• _Document segment_:
- - - -
We assume that employees may have responsibilities implemented on some regular basis depending on the day of week; these duties may cause periodical changes in the employee’s movement. The goal of the second SOM is to detect groups of days with similar behavior for the selected group of employees revealing thus periodicity in their movement. To construct the Days SOM, we use weight vectors of cluster centroids of the Employees SOM, transform it to a set of vectors representing days by splitting it into vectors of smaller length and cluster it using SOM. Then we determine what day of week contains in each group of days to discover dependencies of the movement from day of week. The result of clustering is displayed using U-Matrix, however, the SOM nodes are complemented with a special glyph that displays the distribution of the days in the cluster according to the day of week. In many organizations the employee’s activity routine depends on type of the week in the year – odd or even. We designed a WeekCircle glyph able to display movement patterns having periods equal to one or two weeks. It may be divided into 7 or 14 sectors depending what periodicity model – 7 day or 14- day is selected. The model of the glyph for the 14-days period is shown in the Fig. 2. The right half of the WeekCircle represents odd week, and the left half of it represents even week. The Mondays are displayed by the top sectors and Saturdays – by the bottom sectors, thus odd week is in mirror reflection with even one. Figure 2 presents two glyphs reflecting what days of week the group contains. The left glyph shows that the cluster consists of Mondays, Wednesdays and Fridays of the odd week meaning that the employee or group of employees has particular duties implemented every second Monday, Wednesday and Friday. The right glyph indicates that the group contains weekends only. The Days SOM view allows also detecting days with anomalous behavior if these anomalies have long term character, i.e. their duration exceeds an hour. The day with such type of anomaly would constitute a separate cluster located in the close neighborhood to another cluster.

Fig. 2.
- - - -
• _Given information_:
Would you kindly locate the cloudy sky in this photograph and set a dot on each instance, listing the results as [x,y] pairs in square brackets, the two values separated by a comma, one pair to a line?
- - - -
• _Complete the following_:
A) Answer these about the Days SOM text:
(i) What is the goal of the second SOM?
(ii) Which half of the WeekCircle stands for the odd week?
(iii) How long must an anomaly last for the Days SOM view to detect it?
B) Carry on the Days SOM text from its last line.
The listing isn't needed for anything here.

• _Answers for the tasks_:
A)
(i) To detect groups of days with similar behavior for the selected group of employees, revealing periodicity in their movement.
(ii) The right half.
(iii) More than an hour.

B)
figure 2

The WeekCircle glyph showing the distribution of the days according to the day of the week

We implemented interaction techniques for the Days SOM view similar to the Employee SOM view. An analyst can set up the SOM size, get detailed information about each SOM cluster. By clicking on the node of the SOM the analyst updates the Property View, the Graph View, the Pattern View and Anomaly View.

3.3 The BandView Visualization Model

The goal of the BandView model is to link spatial and temporal attributes. It is a stacking based visualization technique. The horizontal axis corresponds to the time. The route of an employee is presented using segmented bar. Each segment represents time interval during which the employee was in the given controlled zone. The color of the segment is used to encode the zone itself. The color scheme is constructed in the following way. Each floor of the organization building is assigned a certain color. The palette for the zones located on one floor is created by changing brightness of the floor color. The greater the number (ID) of the controlled zone, the darker the color of the corresponding segment. The Fig. 3 shows routes of the co-workers of one department during one day. The zones of the first floor are displayed in brownish colors, zones of the second floor – in greenish colors, and zones of the third floor – in blue colors. Obviously, the majority of the employees spend their work time on the second floor, and only one person has an office on the third floor.

Fig. 3.
figure 3

The BandView representation of the employees’ moves during one day.

The BandView model is used in the Pattern View and the Anomaly View. In the Pattern View it displays spatiotemporal patterns for the groups of employees and is used in conjunction with the WeekCircle model. The Y-axis of the BandView represents clusters of the days with similar routes. If no node in SOM-based views is selected the Pattern View displays raw data. In this case Y-axis represents stuff members ordered by the department. To analyze raw data, we implemented flexible filtering mechanism allowing constructing complex logical expressions using all available attributes of the move: employee ID, department, office, duration of staying in the zone, zone ID, floor, etc.

In the Anomaly view it shows movements of co-workers belonging to one cluster during one particular time interval (group mode) or routes of the employee during days belonging to one cluster (day mode). An analyst may switch between these two modes, however their availability is determined by the structure of the employees’ cluster. If it consists of more than two persons then both modes are available to the researcher, otherwise the day mode is used. In the group mode Y-axis represents employees forming one cluster, and the scale of the timeline is limited to one day. In the second mode Y-axis displays a set of days belonging to one cluster ordered by time. However, in both modes BandView allows detecting where, when anomaly took place and how long it lasted; because it enables visual comparing of the routes.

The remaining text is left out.